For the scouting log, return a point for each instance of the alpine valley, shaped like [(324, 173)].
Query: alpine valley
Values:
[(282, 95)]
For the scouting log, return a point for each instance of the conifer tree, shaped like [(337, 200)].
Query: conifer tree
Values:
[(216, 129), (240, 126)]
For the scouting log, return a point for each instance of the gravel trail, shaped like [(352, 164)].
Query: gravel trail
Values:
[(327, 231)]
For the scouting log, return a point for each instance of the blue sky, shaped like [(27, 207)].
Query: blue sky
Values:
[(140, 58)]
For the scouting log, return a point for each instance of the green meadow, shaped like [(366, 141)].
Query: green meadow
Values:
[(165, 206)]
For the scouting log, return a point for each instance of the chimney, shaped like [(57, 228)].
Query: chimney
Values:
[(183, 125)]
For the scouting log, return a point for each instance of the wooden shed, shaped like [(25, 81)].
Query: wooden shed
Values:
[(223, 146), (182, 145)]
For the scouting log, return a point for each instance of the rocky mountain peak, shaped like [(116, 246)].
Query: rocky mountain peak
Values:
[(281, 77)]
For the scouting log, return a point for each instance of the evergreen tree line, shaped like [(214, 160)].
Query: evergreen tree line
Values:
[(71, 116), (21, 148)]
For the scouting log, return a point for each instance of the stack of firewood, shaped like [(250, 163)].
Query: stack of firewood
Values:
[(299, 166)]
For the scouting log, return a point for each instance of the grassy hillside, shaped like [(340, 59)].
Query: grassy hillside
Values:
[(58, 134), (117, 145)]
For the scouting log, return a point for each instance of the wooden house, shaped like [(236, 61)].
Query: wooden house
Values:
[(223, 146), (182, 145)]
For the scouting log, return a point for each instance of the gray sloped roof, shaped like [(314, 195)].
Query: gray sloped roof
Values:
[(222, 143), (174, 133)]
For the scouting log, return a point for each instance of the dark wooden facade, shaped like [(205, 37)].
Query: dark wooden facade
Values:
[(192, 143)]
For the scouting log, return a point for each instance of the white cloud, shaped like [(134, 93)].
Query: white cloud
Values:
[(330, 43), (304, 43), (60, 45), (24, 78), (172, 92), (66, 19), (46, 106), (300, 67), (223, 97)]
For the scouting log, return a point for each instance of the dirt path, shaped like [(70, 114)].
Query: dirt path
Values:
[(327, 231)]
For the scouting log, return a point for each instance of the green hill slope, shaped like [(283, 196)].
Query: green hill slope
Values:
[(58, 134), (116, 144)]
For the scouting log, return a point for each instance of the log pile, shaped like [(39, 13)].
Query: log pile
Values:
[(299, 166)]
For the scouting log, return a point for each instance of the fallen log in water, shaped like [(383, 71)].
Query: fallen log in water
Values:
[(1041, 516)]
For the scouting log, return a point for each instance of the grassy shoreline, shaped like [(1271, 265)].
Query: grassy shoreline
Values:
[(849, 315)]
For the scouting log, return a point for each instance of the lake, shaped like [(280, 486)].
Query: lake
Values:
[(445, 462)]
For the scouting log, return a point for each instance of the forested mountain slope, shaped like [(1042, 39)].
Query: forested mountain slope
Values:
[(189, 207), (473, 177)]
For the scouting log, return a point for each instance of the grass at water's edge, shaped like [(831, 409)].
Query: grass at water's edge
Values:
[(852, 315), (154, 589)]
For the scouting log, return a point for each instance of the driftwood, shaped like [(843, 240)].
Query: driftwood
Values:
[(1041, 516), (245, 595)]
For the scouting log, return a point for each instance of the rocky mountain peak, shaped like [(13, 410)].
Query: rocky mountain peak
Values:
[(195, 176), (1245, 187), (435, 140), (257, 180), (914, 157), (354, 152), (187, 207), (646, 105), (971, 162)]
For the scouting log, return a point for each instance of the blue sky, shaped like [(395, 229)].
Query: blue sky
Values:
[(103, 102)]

————————

== Exercise brief ==
Would you please write the entries out again in full, exactly as given?

== Response area ==
For the scouting log, return a point for each instance of the alpine valley, shaped like [(324, 173)].
Query: alpine valley
Values:
[(282, 95)]
For the scouting log, return a point for each instance of the conifer tree, shaped like [(337, 200)].
Query: conifer tree
Values:
[(216, 129), (240, 126)]
For the scouting log, return a point for each instance of the gravel trail, shaped like [(352, 164)].
Query: gravel trail
Values:
[(327, 231)]
For the scouting log, return a point for each instance of the blue sky, shaped like [(27, 207)].
Query: blue sky
Values:
[(140, 58)]
For the scouting log, return a point for each instance of the green meadow, shaped like [(366, 141)].
Query: green meadow
Values:
[(165, 206)]
For the scouting log, return a point for each instance of the chimney, shaped like [(57, 228)].
Query: chimney
Values:
[(183, 125)]
For the scouting log, return a point for each instance of the wooden shed, shaped like [(25, 81)].
Query: wooden shed
Values:
[(223, 146), (182, 145)]
For the scouting log, return a point for each instance of the rocky mountain peak, shaped like [(116, 246)].
Query: rocky mountain peak
Values:
[(281, 77)]
For the scouting log, return a point for each instance of the evergreen tree line, shaped like [(214, 160)].
Query: evergreen tree line
Values:
[(71, 116), (21, 148)]
For the scouting log, return a point for each instance of the stack of firewood, shaped like [(250, 163)].
Query: stack of firewood
Values:
[(299, 166)]
For the scouting log, return a point for each instance of the grassy hillside, shaped like [(340, 59)].
Query: grassy hillside
Values:
[(58, 134), (117, 145)]
For the scouting log, return a point for each instance of the wooden house, shaped like [(236, 61)].
Query: wooden house
Values:
[(223, 146), (182, 145)]
For the scouting log, return a point for each instance of the gray sloped roof, shaped like [(314, 195)].
Query: gray sloped roof
Values:
[(222, 143), (174, 133)]
For the scouting log, return a point for each instance of the dark wooden facade, shaped like [(205, 37)].
Query: dark wooden facade
Values:
[(192, 143)]
For the scouting log, return a point for each instance of the white cloud, shaped like [(134, 93)].
Query: white cloud
Values:
[(330, 43), (304, 43), (60, 45), (24, 78), (172, 92), (66, 19), (46, 106), (300, 67), (223, 97)]
For the scouting log, return a point for each instance of the dirt path, shaped like [(70, 114)].
Query: dirt path
Values:
[(327, 231)]
For the scouting log, return a point for each instance of the green hill slope, shaped like [(283, 196)].
Query: green hill slope
Values:
[(58, 134), (116, 144)]
For the scouting log, return a point for each instance of the log pile, shaped like [(39, 13)].
Query: log pile
Values:
[(299, 166)]
For the scouting log, return a point for each instance of the fallen log in water, shaped like [(383, 71)].
Query: fallen log in water
Values:
[(1041, 516)]
For the scouting log, return a point for each instance of the grassy shoreline, shaped like [(1271, 265)].
Query: grassy shoreline
Values:
[(849, 315)]
For the scouting log, return a point for each instance of the lake, shaped like [(280, 486)].
Query: lake
Values:
[(445, 462)]
For the scouting log, return a point for each instance of the forested mountain slope, shaped like [(1042, 39)].
Query: forested mountain slope
Values:
[(189, 207), (473, 177)]
For the scouting log, return a point for each instance of the grass at water's edge, shaped like [(831, 409)].
Query: grass at water's edge
Values:
[(852, 315), (154, 589)]
For the scouting log, return a point for each instance of the driftwood, shaped like [(843, 240)].
Query: driftwood
Values:
[(1041, 516), (245, 595)]
For the scouting log, return a point for each instance of the rocky mountain peak, shaped like [(13, 410)].
Query: rocky mountain peak
Values:
[(195, 176), (1245, 187), (435, 140), (257, 180), (914, 157), (354, 152), (187, 207), (646, 105), (971, 162)]
For the scouting log, return a point for each instance of the blue sky, shaped like [(395, 229)].
Query: blue sky
Values:
[(103, 102)]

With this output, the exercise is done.